**Page extract**
◆ ◆ ◆ ◆

End of the Col War has coincided with increased nationalist, ethnic, and religious conflict in Eurasia
Serbs and Slovenians, Croatians and Bosnian Muslims
What are the causes of the varying intergroup relations?
Ancient hostilities is not a good enough explanation
Posen using the classic realist concept of the Security Dilemma to form his article
Using it to analyze the “special conditions that arise when groups of people suddenly find themselves newly responsible for their own security”
Once a group is required to provide its own protection, it must ask questions of their immediate neighbors…
Are they a threat?
Will that threat grow or reduce overtime?
Can we do anything about that threat?
Security Dilemma will be used to analyze the break-up of Yugoslavia and relations between Russia and Ukraine
The collapse of imperial regimes is more or less the same thing as emerging anarchy
The disappearance of a sovereign (Hobbesian Realism) leaves in its wake numerous ethnic, cultural, and religious groups that are now responsible for their “problem of security”

◆ ◆ ◆ ◆

**Dataset entries**
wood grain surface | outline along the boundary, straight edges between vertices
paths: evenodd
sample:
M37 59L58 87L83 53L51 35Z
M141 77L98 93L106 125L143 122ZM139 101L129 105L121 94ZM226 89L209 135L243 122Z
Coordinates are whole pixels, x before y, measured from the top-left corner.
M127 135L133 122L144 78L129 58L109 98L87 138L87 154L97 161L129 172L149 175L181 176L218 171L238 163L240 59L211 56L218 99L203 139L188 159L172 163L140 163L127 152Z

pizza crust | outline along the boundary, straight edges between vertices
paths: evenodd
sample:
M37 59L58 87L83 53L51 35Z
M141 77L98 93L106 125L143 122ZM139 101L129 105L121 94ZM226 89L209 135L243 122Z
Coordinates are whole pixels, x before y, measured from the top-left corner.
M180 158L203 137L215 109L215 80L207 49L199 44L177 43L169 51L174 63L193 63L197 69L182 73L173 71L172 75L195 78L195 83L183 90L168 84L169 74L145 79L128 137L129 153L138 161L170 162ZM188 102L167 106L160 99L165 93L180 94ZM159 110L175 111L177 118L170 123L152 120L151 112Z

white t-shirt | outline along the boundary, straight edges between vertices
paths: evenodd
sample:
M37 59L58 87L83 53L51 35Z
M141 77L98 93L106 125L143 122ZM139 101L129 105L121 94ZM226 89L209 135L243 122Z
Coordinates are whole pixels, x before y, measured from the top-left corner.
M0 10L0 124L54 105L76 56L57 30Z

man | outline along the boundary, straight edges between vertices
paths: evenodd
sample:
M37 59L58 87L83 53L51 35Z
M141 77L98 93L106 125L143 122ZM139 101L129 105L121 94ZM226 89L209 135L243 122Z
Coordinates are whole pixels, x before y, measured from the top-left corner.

◆ ◆ ◆ ◆

**The tasks**
a) From the notes on ethnic conflict, list the peoples named in the line that begins "Serbs and Slovenians".
b) List each line of the entries that contains the string "edges".
The notes on ethnic conflict and the entries have no connection to each other.

**Completed exercise**
a)
- Serbs
- Slovenians
- Croatians
- Bosnian Muslims

b)
wood grain surface | outline along the boundary, straight edges between vertices
pizza crust | outline along the boundary, straight edges between vertices
white t-shirt | outline along the boundary, straight edges between vertices
man | outline along the boundary, straight edges between vertices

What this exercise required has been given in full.